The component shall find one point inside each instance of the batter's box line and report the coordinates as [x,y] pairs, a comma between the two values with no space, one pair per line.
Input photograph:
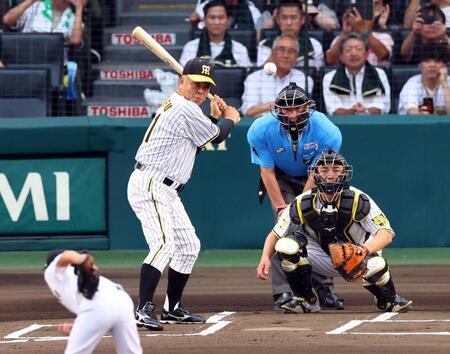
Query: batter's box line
[385,318]
[216,321]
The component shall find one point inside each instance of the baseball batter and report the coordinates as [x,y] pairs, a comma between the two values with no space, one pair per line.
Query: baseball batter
[333,214]
[165,161]
[100,305]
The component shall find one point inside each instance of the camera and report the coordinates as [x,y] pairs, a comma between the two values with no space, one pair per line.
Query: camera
[428,18]
[428,105]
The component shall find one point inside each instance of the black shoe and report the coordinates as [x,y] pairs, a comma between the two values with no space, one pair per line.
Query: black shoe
[398,305]
[180,315]
[145,317]
[281,299]
[301,305]
[330,300]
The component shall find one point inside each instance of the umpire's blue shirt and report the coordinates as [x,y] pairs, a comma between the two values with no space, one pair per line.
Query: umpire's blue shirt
[271,146]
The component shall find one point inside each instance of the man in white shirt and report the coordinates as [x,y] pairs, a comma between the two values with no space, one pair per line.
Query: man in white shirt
[246,22]
[290,20]
[356,87]
[261,89]
[48,16]
[100,305]
[215,42]
[428,92]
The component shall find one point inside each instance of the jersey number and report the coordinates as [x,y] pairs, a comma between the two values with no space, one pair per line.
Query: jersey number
[151,127]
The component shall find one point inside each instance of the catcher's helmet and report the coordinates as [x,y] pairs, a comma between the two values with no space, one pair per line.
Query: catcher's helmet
[331,157]
[293,96]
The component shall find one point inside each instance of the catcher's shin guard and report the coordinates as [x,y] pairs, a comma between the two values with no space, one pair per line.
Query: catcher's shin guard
[292,253]
[379,282]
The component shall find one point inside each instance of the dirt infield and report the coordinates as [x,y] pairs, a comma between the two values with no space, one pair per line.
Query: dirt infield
[241,319]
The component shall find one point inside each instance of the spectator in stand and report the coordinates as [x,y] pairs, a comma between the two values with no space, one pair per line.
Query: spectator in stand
[261,89]
[48,16]
[215,42]
[290,19]
[428,27]
[380,43]
[244,14]
[428,92]
[414,6]
[54,16]
[320,16]
[356,87]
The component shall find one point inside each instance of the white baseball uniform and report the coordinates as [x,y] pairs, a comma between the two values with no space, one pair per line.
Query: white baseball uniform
[111,309]
[358,231]
[165,162]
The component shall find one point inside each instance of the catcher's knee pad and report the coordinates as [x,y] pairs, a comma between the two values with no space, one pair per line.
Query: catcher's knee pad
[377,272]
[292,252]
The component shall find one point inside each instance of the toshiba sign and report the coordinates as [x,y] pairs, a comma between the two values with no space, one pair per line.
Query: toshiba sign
[126,74]
[120,111]
[128,39]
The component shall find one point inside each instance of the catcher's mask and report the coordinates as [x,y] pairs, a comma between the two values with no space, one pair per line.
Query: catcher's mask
[330,185]
[293,109]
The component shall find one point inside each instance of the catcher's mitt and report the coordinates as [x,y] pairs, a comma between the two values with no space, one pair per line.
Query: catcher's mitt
[87,277]
[349,260]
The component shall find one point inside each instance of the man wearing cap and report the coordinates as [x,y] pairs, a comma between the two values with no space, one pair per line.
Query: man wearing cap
[164,163]
[101,306]
[428,92]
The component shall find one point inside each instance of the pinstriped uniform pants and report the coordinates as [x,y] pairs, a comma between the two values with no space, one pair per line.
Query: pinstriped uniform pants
[167,228]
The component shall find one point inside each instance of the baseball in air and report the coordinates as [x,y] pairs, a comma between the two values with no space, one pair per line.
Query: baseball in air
[270,68]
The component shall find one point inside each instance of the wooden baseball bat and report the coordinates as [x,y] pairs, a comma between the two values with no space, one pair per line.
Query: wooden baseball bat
[157,49]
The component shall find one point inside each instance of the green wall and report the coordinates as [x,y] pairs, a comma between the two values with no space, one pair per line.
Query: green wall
[400,161]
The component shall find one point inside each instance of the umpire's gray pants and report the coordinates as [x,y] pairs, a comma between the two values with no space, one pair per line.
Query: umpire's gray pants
[290,188]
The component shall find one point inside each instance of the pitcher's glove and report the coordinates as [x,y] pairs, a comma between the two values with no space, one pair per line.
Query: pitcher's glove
[87,277]
[349,260]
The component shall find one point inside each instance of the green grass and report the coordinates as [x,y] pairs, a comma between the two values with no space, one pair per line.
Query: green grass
[215,258]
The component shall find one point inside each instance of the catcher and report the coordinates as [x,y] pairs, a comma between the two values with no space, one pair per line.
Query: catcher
[332,229]
[100,305]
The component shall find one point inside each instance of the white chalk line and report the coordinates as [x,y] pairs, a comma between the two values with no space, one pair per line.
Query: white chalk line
[17,336]
[216,319]
[385,318]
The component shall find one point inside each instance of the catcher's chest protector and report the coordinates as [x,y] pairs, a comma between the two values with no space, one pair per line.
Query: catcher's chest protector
[348,212]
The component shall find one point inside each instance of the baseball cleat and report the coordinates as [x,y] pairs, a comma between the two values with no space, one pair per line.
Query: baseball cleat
[281,299]
[398,305]
[330,300]
[301,305]
[145,317]
[180,315]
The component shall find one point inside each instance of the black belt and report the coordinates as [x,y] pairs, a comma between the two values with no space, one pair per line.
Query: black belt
[167,181]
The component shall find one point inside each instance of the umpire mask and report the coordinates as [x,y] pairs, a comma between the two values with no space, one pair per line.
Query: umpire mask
[293,109]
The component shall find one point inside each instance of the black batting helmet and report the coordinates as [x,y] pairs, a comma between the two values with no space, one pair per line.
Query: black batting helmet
[331,157]
[293,96]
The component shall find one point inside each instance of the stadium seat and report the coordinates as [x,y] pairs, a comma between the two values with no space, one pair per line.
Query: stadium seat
[315,33]
[24,92]
[400,74]
[398,36]
[37,50]
[246,37]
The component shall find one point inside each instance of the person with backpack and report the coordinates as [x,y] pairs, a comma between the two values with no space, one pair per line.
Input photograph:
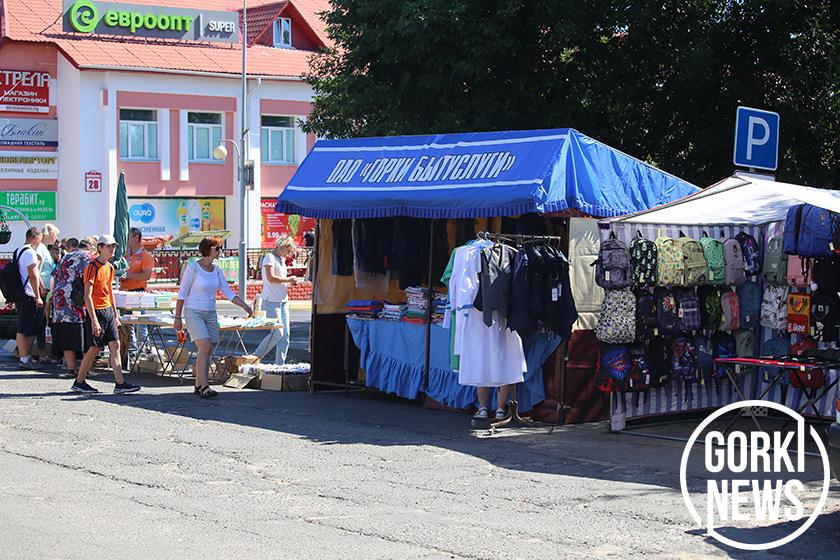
——
The line above containing "Query: catcher's shin guard", the line containing "the catcher's knee", and every line between them are to be transcribed exactly; no other line is wanted.

YOUR SOLUTION:
Query: catcher's shin guard
[292,253]
[379,282]
The component shall find one point inside each instance of the dirt infield and report the coordinates as [x,y] pairs, a comma between the two values with no space, one pair per line.
Query: dirt infield
[241,319]
The component shall find one point inside each instance of the spectator in stand and report the coordinates as [x,y] pairs, a comma between the two values with no space, one pair per line.
Query: spectator in stand
[261,89]
[48,16]
[215,42]
[290,19]
[428,27]
[380,43]
[244,14]
[428,92]
[414,6]
[54,16]
[320,16]
[356,87]
The component shall find one point inside each instance of the white baseball uniform and report the coordinates as [x,y] pairs, a comma between the two values with no space, one pair per line.
Query: white baseball uniform
[111,309]
[358,231]
[165,162]
The component shall find one point inside each instance of the catcher's knee pad and report the coordinates as [x,y] pairs, a comma between the two values with no space, one pair per line.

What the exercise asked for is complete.